BEGIN EXTRACT

Dreams part 1
Our dreams come to us from the unconscious part of the mind and speak to us of our hidden fears and desires
Many therapists will tell you when working with clients, one of the most common statements made at the start of many a session is “I had the strangest dream the other night” or “I’ve been having really weird dreams lately about ………..” It teaches and shows us that dreams are a large part of the therapeutic process and that therapy has already stated to work well for the client. If we were to take the view that dreams are snippets of mumbo jumbo, let’s dispel this myth right now and instead ask this question. Why does there always seemed to be a connection between some part of a person’s dream and the issues they encounter in their waking life, before the dream?
Why do we use the very old term of “Follow your dreams”?

END EXTRACT

**PROBLEMS TO WORK ON**:
[1] List every passage that the text on dreams places inside double quotation marks.
[2] Write a continuation of the text on dreams, beginning right after its last sentence.
The records that come next have no connection to the text on dreams.

BEGIN GIVEN ENTRIES

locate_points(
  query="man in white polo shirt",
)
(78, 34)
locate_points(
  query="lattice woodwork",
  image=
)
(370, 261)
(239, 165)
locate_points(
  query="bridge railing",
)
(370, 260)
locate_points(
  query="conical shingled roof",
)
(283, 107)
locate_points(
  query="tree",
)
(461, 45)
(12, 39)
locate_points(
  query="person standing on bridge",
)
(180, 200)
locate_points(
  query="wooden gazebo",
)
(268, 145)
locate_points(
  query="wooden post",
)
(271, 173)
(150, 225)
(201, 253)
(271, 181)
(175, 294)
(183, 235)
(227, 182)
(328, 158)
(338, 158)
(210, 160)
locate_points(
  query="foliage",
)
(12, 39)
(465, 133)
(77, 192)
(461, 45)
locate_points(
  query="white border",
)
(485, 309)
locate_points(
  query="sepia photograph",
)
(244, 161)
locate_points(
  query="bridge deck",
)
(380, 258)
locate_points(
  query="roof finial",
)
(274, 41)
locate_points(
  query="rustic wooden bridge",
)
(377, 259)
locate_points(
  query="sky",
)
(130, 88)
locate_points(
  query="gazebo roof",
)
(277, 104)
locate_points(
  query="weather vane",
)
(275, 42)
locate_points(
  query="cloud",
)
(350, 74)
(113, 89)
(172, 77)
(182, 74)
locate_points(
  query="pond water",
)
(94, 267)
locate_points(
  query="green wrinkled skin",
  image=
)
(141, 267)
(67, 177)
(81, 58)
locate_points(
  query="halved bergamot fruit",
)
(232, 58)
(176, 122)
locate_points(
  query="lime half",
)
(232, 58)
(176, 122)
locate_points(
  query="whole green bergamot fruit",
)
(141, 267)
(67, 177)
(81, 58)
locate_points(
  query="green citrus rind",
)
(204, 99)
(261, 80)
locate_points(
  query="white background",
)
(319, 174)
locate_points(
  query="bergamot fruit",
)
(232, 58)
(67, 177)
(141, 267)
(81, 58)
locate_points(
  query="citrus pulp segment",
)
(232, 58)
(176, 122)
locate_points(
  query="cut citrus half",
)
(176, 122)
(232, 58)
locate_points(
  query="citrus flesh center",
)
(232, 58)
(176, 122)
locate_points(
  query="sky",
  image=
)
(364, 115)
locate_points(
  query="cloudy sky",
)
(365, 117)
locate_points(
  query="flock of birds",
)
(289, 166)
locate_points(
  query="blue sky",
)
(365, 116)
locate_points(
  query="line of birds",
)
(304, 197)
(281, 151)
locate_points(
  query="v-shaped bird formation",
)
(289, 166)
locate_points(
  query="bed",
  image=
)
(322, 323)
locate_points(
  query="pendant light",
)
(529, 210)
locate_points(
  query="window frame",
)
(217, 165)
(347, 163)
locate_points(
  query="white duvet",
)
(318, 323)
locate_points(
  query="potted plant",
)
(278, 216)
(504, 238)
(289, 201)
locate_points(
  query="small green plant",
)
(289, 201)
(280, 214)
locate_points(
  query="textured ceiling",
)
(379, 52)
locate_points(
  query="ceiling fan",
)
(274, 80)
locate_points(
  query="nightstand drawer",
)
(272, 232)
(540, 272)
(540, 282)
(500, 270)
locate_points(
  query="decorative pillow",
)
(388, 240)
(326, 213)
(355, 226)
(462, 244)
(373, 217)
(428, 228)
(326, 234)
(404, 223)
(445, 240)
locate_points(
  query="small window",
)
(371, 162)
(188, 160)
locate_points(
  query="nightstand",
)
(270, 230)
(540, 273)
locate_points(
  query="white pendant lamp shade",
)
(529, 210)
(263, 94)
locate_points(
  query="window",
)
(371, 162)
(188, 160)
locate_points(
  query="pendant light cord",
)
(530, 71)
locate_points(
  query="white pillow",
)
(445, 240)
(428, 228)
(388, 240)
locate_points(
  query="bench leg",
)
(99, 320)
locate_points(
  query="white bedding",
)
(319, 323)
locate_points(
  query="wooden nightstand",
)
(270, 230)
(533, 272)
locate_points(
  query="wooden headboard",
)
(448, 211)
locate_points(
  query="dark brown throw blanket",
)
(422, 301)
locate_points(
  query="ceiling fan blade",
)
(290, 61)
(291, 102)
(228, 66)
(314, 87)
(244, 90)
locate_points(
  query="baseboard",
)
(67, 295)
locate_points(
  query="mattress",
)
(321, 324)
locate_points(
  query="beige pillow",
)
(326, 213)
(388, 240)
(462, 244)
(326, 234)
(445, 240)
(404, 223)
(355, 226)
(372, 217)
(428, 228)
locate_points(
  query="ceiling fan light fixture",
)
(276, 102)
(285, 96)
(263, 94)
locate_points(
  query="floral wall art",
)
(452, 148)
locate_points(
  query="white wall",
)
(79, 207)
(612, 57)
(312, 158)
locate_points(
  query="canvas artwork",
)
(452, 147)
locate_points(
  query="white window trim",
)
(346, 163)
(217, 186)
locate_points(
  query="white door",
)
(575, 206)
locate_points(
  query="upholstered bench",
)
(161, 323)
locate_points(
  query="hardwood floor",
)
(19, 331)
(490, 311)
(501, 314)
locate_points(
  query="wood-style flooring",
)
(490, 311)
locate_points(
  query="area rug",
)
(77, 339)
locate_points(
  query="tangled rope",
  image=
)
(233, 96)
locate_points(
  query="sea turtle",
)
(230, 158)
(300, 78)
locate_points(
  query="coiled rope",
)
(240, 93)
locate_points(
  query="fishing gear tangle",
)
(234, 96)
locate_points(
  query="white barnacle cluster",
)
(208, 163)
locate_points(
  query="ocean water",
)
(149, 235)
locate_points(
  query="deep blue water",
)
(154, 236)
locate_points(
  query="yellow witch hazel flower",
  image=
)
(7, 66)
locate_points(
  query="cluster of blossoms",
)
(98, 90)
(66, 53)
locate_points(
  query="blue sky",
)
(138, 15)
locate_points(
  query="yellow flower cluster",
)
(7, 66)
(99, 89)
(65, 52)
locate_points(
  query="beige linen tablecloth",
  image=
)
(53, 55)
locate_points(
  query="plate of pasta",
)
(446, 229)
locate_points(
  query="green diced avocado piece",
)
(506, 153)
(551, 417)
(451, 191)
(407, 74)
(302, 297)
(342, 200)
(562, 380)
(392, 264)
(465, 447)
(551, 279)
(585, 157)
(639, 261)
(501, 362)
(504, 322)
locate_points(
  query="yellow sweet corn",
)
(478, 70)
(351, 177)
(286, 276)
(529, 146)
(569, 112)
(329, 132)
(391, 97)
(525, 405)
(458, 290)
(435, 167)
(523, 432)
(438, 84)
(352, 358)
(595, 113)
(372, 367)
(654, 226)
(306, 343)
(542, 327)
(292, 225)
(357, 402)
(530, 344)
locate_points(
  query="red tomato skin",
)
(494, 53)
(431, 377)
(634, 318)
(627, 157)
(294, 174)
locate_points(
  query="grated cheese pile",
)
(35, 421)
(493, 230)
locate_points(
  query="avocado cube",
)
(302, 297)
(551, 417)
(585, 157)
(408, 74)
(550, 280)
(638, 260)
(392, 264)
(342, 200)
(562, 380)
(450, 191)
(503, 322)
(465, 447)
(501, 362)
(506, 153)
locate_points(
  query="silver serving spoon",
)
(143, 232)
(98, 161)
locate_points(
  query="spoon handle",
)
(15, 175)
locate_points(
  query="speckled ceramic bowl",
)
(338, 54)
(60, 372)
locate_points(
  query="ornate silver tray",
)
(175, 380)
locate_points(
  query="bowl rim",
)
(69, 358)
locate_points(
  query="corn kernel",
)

END GIVEN ENTRIES

**RESULTS IN ORDER**:
[1]
"I had the strangest dream the other night"
"I've been having really weird dreams lately about ……….."
"Follow your dreams"

[2]
This is because we know that one of the functions of dreams is to express our desires and gratifications. This is emphasised in the ones we feel too embarrassed to admit to ourselves. Likewise dreams can also mask our deeper fears and anxieties at a level we can’t even begin to fathom. Something too horrible to contemplate or too horrific to remember, or something we want to avoid facing up to can become surpressed at a deeper level of the unconscious mind. Past trauma or incident or unhealthy behaviour pattern, begins to manifest itself in the symbolic language of dreams. Likewise with painful memories, our dreams can have a way of letting us know upon our waking, that unresolved issues are ready to be dealt with.
Such is the power of our dreams, that they can be disturbing.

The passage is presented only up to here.